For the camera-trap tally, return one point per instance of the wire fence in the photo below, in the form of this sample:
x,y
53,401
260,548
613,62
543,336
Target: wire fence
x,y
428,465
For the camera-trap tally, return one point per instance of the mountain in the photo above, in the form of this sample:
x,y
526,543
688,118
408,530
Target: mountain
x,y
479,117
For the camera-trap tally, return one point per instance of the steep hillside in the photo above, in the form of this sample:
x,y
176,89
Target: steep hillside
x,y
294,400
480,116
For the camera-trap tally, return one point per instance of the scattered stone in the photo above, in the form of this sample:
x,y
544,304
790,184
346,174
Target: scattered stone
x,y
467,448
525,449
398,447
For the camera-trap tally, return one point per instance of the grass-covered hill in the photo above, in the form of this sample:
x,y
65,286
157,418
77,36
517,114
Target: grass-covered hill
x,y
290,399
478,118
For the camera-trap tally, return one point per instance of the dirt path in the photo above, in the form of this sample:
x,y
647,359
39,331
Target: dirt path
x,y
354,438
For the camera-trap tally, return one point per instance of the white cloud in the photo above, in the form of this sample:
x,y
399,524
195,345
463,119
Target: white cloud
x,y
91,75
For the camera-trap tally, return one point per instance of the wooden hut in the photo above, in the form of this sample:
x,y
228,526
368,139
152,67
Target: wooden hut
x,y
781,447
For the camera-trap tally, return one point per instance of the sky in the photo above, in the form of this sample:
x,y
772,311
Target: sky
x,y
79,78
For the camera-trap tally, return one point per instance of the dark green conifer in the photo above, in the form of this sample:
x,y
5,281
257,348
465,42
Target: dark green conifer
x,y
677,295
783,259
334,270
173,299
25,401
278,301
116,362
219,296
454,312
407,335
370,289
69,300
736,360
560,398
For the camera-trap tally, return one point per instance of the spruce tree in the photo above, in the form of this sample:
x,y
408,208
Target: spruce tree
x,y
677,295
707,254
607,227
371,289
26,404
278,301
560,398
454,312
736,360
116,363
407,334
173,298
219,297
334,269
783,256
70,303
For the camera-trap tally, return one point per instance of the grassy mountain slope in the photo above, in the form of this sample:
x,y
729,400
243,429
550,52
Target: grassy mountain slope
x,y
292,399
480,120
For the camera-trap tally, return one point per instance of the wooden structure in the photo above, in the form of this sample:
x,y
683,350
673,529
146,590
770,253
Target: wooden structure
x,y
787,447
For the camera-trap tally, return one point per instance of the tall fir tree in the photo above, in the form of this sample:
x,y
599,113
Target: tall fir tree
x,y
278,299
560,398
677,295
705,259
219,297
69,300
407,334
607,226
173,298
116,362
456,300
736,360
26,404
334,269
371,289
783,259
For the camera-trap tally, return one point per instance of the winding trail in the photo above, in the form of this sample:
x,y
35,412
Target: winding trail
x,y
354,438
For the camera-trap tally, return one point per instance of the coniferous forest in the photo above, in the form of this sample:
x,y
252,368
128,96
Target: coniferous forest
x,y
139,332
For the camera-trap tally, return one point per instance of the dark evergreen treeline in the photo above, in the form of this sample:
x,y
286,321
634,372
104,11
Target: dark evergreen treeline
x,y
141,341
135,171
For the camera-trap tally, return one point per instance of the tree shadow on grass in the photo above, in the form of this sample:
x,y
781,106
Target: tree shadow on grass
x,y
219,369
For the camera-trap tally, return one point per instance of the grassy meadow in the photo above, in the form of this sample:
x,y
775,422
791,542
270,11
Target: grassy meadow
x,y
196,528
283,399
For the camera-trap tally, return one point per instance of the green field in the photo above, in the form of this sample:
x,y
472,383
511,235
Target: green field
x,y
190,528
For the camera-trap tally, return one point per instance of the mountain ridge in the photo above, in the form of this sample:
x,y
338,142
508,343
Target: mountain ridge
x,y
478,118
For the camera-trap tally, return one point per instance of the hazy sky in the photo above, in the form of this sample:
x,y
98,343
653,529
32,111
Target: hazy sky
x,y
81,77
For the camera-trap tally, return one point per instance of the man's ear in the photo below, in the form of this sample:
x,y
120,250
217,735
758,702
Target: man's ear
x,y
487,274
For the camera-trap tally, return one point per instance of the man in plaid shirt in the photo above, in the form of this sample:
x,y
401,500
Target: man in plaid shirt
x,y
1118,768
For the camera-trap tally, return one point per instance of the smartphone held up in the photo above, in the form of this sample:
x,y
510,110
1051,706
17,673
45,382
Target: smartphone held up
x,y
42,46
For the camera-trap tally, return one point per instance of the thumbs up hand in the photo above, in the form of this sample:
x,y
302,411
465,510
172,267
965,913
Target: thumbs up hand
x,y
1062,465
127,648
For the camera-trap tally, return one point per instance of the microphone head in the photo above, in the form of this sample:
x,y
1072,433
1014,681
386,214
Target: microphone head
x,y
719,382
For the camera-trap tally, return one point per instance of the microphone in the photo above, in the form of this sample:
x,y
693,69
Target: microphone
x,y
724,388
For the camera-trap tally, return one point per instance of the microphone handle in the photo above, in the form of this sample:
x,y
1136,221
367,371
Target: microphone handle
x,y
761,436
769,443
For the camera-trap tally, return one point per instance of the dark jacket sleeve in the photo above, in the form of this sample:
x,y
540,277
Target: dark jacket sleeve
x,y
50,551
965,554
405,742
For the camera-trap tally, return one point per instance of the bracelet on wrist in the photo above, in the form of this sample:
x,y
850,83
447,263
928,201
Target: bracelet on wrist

+---+

Repeat only what runs from the line holding "of the smartphone" to the end of the data, keeping every line exactly as written, first and last included.

For the camera-trap tally, return one point per instance of the smartphone held up in the photo above, in the form of this sample:
x,y
510,110
1051,706
17,673
45,382
Target: smartphone held up
x,y
42,46
For the camera-trap tally, return one point per instance of the thumbs up hand in the photo above, in the form of this sample:
x,y
302,411
465,510
172,267
965,913
Target: thumbs up hand
x,y
1062,465
127,648
For the camera-trap tally, return one point per instance of the microphone head in the photo above, in the form of this sample:
x,y
1072,433
1014,681
386,214
Target: microphone head
x,y
719,382
For the camera-trap tally, return one point per instance of the microphone in the photo above, in the form of this sample:
x,y
693,69
Target: microphone
x,y
724,388
For the camera-trap tally, return one point per instance of the microphone handle in the photo above, in the form of this sample:
x,y
1136,221
367,371
Target: microphone handle
x,y
761,436
769,443
For the camera-trap tally, return one point per instance of the dark jacket sleeve in the photo above, in the form of this sample:
x,y
540,277
Target: dark jacket sleeve
x,y
50,551
965,554
405,742
For the camera-trap tally, return one point per instance of the bracelet on wrist in the photo above, in the form of this sample:
x,y
850,83
447,263
928,201
Target: bracelet on wrist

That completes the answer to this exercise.